[start SELECTED PASSAGE]
Publication of research data
Research data should be made publicly available unless there are legal reasons to the contrary. Not only do most funding bodies and scientific organisations now expect this, but it is also in your personal interest.
- Published research data are an independent, citable and re-usable scientific achievement.
- The citation rate of publications whose associated data are publicly available is increasing.
- Research data published in suitable repositories are kept available for a long time and your own work is thus secured.
- You meet the requirements of research funders.
- You enable other researchers to work with high-quality data.
- Within the framework of Open Science, new findings and scientific collaborations can be promoted.
Nevertheless, in some cases it may be advisable not to publish research data or research data may not be published due to certain conditions. This is the case, for example, if data is protected by copyright, subject to confidentiality or has a personal reference. It is advisable to think through such legal issues during project planning.
[end SELECTED PASSAGE]
ACTIONS TO TAKE →
- a) Decide whether each statement below agrees with the passage on publishing research data, answering yes or no and quoting the deciding words of the passage: (i) The citation rate of publications whose data are publicly available is falling. (ii) Copyright protection on data can be a reason not to publish it. (iii) Legal issues around publication are best considered during project planning.
- b) Retype the stretch of the passage on publishing research data from "- You meet the" through "can be promoted.".
[start SUPPLIED DATA]
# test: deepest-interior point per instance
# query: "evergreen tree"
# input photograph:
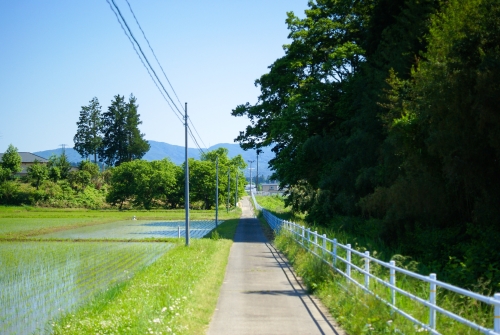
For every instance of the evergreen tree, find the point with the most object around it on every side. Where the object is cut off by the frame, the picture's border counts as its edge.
(11, 161)
(122, 140)
(88, 135)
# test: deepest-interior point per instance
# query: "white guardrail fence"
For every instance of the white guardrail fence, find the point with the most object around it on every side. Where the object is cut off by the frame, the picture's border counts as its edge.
(328, 251)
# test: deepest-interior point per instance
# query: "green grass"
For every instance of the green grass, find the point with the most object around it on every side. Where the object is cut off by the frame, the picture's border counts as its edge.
(176, 294)
(361, 313)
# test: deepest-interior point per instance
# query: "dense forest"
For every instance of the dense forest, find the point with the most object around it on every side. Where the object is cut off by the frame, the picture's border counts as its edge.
(388, 110)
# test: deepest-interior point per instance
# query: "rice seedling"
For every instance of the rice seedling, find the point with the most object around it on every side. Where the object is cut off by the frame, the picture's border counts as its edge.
(39, 281)
(139, 229)
(177, 294)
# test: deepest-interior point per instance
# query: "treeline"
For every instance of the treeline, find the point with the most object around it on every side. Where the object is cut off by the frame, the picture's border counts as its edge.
(388, 109)
(134, 184)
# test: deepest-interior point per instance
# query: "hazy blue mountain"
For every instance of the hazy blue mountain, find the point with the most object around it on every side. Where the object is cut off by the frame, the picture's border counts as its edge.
(160, 150)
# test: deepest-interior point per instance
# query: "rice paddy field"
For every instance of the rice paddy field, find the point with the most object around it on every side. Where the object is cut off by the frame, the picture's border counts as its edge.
(139, 229)
(41, 280)
(53, 263)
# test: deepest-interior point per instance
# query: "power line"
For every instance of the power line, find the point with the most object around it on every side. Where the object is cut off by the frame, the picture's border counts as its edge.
(197, 133)
(195, 141)
(149, 68)
(143, 55)
(142, 61)
(151, 48)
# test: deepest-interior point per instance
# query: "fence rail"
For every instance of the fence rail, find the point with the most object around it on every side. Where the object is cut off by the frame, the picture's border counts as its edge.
(328, 251)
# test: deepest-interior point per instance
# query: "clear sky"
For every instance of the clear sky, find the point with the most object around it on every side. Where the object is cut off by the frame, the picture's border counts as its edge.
(57, 55)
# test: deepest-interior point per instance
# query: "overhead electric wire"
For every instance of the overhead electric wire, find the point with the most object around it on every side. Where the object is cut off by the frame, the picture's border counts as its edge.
(150, 69)
(142, 61)
(152, 51)
(197, 132)
(145, 58)
(195, 141)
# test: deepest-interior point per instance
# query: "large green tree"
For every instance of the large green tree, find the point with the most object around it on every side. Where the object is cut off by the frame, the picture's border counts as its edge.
(122, 141)
(37, 173)
(146, 184)
(88, 137)
(318, 106)
(11, 162)
(444, 139)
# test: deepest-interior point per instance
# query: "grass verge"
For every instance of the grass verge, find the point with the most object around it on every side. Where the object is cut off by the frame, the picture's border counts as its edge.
(22, 222)
(360, 313)
(176, 294)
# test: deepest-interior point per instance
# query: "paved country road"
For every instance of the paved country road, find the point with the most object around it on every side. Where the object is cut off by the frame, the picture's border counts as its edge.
(261, 294)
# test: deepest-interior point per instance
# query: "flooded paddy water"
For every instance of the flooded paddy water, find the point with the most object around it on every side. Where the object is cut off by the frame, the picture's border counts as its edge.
(41, 281)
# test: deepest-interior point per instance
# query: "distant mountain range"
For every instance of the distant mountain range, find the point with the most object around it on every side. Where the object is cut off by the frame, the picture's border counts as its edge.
(160, 150)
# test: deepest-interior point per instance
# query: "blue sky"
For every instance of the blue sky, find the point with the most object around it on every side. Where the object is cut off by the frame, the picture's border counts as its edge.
(57, 55)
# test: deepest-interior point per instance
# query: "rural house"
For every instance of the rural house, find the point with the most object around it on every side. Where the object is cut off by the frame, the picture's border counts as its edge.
(28, 159)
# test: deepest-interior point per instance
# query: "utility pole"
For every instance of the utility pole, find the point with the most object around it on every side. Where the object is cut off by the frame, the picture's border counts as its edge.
(259, 151)
(228, 188)
(250, 176)
(216, 191)
(186, 173)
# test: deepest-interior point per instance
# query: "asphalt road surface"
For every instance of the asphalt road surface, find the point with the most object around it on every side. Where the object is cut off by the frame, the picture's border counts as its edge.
(261, 294)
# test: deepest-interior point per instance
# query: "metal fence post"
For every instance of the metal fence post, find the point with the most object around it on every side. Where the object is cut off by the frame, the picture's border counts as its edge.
(303, 234)
(316, 242)
(324, 246)
(392, 281)
(367, 269)
(432, 300)
(308, 237)
(348, 264)
(334, 247)
(496, 320)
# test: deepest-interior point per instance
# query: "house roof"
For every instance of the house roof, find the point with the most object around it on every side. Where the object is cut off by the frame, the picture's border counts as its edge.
(28, 157)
[end SUPPLIED DATA]
RESULTS →
- a)
(i) No: "The citation rate of publications whose associated data are publicly available is increasing."
(ii) Yes: "This is the case, for example, if data is protected by copyright"
(iii) Yes: "It is advisable to think through such legal issues during project planning."

- b)
- You meet the requirements of research funders.
- You enable other researchers to work with high-quality data.
- Within the framework of Open Science, new findings and scientific collaborations can be promoted.